▶ _Data supplied_
········

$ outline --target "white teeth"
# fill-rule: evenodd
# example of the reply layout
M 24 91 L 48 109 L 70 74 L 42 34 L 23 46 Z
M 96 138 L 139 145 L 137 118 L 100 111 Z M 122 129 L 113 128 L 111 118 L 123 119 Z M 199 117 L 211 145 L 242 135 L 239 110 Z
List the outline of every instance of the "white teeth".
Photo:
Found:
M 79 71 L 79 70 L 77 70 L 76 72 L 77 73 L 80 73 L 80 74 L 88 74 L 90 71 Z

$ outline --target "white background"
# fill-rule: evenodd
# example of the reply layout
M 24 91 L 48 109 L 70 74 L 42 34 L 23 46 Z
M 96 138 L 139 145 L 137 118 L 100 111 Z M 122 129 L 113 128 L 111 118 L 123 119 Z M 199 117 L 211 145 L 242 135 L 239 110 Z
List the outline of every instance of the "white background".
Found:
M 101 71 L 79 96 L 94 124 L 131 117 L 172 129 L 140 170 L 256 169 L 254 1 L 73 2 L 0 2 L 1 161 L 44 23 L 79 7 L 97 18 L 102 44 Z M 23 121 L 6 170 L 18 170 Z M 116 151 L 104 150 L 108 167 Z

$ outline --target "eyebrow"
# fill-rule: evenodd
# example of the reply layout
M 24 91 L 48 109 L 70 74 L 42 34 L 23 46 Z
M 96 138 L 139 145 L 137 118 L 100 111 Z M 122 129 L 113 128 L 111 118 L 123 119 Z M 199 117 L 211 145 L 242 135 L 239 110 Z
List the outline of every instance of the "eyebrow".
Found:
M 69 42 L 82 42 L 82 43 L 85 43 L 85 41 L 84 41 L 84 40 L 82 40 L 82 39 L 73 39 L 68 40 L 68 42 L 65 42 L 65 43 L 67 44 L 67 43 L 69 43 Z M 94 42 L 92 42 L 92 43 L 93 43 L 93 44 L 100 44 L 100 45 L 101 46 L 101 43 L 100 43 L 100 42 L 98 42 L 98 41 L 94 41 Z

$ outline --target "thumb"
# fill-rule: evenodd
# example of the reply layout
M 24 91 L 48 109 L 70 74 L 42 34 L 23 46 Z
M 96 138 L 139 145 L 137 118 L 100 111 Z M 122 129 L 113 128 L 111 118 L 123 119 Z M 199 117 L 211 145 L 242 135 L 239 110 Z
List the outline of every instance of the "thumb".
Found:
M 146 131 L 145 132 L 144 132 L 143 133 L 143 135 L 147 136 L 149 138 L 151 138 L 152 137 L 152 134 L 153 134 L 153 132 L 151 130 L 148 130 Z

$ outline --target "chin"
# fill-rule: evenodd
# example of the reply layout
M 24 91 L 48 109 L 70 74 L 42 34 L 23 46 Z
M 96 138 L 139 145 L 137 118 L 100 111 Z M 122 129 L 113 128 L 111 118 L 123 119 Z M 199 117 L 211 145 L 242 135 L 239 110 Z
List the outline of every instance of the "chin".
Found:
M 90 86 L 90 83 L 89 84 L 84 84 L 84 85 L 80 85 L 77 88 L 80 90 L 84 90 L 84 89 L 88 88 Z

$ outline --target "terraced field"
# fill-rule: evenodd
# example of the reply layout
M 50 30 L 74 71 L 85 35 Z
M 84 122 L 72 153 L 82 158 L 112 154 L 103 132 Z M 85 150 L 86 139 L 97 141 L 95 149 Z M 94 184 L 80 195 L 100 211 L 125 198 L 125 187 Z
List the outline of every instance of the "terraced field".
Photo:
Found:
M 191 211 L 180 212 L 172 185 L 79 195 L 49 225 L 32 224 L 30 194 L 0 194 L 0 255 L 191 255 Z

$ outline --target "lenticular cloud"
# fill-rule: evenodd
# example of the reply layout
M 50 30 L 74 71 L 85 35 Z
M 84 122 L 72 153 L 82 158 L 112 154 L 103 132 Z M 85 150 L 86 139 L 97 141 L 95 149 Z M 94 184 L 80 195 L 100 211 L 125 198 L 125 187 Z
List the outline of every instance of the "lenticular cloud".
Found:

········

▶ _Exercise brief_
Tally the lines of the material above that contain the string "white", and reply with that number alone.

▶ _Exercise output_
4